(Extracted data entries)

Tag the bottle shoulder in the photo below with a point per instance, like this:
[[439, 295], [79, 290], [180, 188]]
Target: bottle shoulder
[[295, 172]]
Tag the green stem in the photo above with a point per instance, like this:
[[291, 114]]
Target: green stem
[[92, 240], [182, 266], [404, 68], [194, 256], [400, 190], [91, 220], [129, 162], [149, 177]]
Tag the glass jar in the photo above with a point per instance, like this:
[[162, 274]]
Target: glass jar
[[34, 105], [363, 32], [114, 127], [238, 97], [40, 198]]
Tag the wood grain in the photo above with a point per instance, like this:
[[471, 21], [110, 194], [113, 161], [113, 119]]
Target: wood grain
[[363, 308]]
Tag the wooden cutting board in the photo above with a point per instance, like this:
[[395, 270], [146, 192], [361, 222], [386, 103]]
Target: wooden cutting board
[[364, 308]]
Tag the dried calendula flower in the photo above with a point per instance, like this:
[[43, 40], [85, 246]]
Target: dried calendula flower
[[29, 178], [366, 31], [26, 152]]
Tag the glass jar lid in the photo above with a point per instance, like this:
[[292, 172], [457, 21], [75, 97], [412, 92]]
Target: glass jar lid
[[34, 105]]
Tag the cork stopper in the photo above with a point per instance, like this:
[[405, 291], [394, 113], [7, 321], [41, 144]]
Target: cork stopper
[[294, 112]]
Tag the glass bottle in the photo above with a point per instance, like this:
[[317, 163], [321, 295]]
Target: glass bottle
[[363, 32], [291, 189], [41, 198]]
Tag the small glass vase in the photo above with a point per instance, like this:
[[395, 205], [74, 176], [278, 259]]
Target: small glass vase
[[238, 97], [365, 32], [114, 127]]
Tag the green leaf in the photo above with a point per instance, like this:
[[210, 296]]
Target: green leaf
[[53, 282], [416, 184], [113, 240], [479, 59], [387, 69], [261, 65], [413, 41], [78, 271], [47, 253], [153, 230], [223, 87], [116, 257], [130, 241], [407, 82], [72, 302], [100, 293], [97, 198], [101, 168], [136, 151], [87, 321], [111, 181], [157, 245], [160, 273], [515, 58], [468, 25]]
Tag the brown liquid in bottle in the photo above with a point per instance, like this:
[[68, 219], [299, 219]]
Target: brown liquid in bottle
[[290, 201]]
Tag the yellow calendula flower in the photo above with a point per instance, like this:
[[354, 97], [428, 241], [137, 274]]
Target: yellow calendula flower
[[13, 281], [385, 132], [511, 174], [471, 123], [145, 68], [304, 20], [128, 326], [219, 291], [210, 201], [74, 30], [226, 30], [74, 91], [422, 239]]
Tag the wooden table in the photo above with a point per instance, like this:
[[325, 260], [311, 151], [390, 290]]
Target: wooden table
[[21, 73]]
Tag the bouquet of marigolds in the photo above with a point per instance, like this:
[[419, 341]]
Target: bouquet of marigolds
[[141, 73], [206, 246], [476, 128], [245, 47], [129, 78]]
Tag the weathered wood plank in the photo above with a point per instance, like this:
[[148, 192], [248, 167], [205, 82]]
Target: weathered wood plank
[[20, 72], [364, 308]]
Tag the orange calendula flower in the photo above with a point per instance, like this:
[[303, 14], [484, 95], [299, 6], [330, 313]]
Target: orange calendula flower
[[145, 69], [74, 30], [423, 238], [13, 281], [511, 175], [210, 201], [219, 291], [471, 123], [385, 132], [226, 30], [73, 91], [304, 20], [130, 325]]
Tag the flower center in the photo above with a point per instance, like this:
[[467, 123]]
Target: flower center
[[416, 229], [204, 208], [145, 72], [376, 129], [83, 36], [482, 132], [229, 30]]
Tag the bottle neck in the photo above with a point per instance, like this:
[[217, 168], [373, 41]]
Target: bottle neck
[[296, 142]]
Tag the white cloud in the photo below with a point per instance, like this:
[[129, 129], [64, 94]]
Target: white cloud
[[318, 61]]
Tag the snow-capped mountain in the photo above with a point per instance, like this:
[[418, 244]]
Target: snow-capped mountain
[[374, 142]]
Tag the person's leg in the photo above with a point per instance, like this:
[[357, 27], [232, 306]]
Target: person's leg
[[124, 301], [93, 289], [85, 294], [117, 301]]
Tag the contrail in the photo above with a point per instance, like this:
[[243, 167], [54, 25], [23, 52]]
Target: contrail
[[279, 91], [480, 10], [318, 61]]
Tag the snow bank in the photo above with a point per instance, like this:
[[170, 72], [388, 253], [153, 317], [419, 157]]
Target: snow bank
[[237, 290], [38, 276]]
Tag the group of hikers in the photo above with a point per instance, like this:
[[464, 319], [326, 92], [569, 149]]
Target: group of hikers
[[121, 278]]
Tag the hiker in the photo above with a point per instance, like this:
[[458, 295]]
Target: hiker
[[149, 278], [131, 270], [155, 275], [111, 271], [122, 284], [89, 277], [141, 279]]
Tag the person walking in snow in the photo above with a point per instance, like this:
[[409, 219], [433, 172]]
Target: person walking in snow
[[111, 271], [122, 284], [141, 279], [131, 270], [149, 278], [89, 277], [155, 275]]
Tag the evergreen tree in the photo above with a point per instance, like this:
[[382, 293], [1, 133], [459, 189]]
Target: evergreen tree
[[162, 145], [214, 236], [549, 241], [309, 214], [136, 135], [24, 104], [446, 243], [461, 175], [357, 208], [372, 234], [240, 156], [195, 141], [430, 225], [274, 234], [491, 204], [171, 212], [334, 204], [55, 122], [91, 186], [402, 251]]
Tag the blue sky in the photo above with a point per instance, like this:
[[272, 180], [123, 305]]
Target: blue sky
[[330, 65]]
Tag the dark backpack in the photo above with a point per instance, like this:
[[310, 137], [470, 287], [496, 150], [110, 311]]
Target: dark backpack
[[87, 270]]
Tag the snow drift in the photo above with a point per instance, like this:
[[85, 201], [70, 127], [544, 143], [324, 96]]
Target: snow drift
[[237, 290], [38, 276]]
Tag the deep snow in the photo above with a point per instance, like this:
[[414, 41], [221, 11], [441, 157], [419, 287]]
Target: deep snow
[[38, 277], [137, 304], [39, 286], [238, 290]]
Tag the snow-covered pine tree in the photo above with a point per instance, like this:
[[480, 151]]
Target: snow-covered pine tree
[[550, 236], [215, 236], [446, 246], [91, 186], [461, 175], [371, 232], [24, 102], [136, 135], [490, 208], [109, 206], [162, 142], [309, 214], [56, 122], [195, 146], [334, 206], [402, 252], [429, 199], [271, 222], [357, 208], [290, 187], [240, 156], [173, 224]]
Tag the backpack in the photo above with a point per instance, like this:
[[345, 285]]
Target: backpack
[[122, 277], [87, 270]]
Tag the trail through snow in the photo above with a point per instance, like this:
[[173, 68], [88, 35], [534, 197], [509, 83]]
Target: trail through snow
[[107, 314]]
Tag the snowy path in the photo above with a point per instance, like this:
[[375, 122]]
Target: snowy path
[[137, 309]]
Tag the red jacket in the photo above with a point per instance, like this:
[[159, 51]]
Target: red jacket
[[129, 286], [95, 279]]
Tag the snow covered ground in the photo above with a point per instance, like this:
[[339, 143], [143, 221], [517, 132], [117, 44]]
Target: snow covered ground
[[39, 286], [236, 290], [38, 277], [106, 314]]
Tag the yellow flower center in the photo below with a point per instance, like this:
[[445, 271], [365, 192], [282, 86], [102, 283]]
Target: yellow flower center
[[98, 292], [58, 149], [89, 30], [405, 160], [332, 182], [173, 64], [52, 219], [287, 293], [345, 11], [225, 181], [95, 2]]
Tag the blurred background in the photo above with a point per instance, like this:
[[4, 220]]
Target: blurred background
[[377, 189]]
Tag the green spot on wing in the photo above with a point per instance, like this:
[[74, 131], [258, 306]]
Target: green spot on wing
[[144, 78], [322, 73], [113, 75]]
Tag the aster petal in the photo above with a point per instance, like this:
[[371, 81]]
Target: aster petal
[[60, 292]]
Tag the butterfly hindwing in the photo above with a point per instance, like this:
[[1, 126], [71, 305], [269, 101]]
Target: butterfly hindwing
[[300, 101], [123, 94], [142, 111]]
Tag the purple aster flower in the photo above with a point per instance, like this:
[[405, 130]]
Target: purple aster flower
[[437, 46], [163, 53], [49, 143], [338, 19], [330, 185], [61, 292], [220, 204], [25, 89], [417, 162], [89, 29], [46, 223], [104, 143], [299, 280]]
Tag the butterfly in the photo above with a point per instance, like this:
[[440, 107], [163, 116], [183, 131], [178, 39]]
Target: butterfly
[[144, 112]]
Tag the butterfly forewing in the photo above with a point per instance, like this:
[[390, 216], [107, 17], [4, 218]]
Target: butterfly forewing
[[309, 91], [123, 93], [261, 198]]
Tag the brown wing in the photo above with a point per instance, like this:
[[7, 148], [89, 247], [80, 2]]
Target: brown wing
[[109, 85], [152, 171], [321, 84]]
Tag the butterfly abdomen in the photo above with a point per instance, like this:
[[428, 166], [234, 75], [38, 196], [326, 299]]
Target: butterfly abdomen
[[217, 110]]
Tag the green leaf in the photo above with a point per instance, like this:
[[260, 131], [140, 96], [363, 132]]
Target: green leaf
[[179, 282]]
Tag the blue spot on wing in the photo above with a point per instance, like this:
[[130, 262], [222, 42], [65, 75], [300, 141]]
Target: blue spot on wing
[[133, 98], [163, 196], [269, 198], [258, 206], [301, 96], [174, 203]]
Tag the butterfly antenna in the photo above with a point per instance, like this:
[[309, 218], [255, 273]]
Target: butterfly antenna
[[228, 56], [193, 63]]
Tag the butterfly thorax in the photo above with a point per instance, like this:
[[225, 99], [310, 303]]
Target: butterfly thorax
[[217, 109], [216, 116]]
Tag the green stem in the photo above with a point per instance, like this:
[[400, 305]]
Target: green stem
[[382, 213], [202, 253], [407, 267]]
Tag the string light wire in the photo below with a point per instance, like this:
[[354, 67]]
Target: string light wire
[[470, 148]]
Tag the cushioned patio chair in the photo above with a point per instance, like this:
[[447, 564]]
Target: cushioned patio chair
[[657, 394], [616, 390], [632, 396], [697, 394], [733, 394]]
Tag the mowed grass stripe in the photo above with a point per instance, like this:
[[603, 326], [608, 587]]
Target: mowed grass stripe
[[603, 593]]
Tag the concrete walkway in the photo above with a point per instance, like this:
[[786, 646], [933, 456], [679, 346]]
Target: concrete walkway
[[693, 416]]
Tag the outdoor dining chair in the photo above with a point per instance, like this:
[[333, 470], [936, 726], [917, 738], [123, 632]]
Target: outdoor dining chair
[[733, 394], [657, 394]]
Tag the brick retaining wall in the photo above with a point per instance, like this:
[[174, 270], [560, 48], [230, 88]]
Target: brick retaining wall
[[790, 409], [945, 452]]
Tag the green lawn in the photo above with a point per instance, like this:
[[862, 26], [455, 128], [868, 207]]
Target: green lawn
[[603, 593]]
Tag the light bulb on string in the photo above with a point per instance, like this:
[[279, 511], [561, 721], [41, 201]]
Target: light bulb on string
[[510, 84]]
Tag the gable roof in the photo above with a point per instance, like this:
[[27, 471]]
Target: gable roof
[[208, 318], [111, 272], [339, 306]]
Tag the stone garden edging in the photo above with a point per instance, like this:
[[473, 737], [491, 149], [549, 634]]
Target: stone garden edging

- TASK GOAL -
Reproduce the lines starting at the line containing "Tag the snow-covered" and ending at the line containing "[[377, 189]]", replacing "backpack" with "rucksack" and leaving everything else unchanged.

- TASK OUTPUT -
Tag the snow-covered pine tree in the photo above with a point per instance, like this:
[[480, 151]]
Target: snow-covered pine tree
[[550, 236], [215, 236], [446, 246], [91, 186], [461, 175], [371, 232], [24, 102], [136, 135], [490, 208], [109, 206], [162, 142], [309, 214], [56, 122], [195, 146], [334, 206], [402, 252], [429, 199], [271, 222], [357, 208], [290, 187], [240, 156], [173, 224]]
Tag the rucksack in the photo above with a point per instance, like this:
[[345, 285]]
Target: rucksack
[[122, 277], [87, 270]]
Tag the trail through snow in the photo above with a point per instance, like this:
[[173, 68], [88, 35], [534, 197], [509, 83]]
Target: trail through snow
[[107, 314]]
Tag the snowy path in the photo above with a point per instance, like this:
[[375, 122]]
Target: snowy path
[[137, 309]]
Tag the red jacket in the photo above with a point per instance, like this:
[[159, 51]]
Target: red jacket
[[129, 286], [95, 279]]
Tag the snow covered ground in the photo above with a point per instance, like this:
[[339, 143], [143, 221], [517, 132], [117, 44]]
Target: snow covered ground
[[39, 286], [236, 290], [38, 277], [106, 314]]
Tag the yellow flower center in the photo below with a point per instance, like this:
[[445, 271], [365, 192], [282, 86], [102, 283]]
Target: yellow flower center
[[98, 292], [58, 149], [89, 30], [405, 160], [332, 182], [173, 64], [52, 219], [287, 293], [345, 11], [225, 181], [95, 2]]
Tag the blurred background in the photo above with a point per instance, like this:
[[4, 220]]
Target: blurred background
[[377, 189]]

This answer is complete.